§ Source text:
☆ ☆ ☆ ☆

Browsing With Pinterest

In addition to this blog, I also post to my other blog, pickledgizzards.com, writing about foody things including memories of the family from which I came, and my own family’s life, plus for the duration of the pandemic, writings on the StitchClub workshops I’ve been undertaking as my Pandemic Treat. Posts there include two on the Richard McVetis workshop and a more recent one by Shelley Rhodes, UK which I really liked too. I post these jottings in pickled gizzards because they don’t necessarily have anything to do with the textile art I’m developing right at the moment; but of course sooner or later there is an influence on any following works.

My regular readers know I also regularly browse around on Pinterest, as one of the ways to keep up a bit with what people are doing just as in other times I used to send for textile magazines and catalogues. This morning while filling in a little time before we went out, I pinned a few things to different boards.

First to catch my eye was detail of a textile work in white with black thread that had been covered by other white threads and emerging every now and then as a slub. The technique used to achieve this is irrelevant, it is the pattern made with the discontinuous line of blobs that I like, and so I pinned it to my contemporary hand stitch board to think about, or not … if I ever want to do such a thing I can think of several ways to achieve it in stitch. I’ve always been struck by the outline and filling potential of intermittent lines with or without the inclusion of blobs – this being one example. I also have pinned others on my lines and shapes board.

☆ ☆ ☆ ☆

§ Input data:

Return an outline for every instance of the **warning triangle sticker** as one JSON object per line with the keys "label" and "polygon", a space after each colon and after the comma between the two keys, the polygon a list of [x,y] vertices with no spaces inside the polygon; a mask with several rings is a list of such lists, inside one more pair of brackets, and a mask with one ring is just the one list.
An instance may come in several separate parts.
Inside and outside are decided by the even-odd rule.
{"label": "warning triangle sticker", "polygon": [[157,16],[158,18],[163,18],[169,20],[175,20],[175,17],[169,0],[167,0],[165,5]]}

☆ ☆ ☆ ☆

§ Work to complete:
Using the Pinterest blog post, answer the following questions.
1. What other blog does the writer also post to?
2. What did the writer send for in other times to keep up with what people were doing?
3. To which board did the writer pin the detail of the white textile work with black thread?

§ Problem solution:
1. pickledgizzards.com
2. Textile magazines and catalogues
3. The contemporary hand stitch board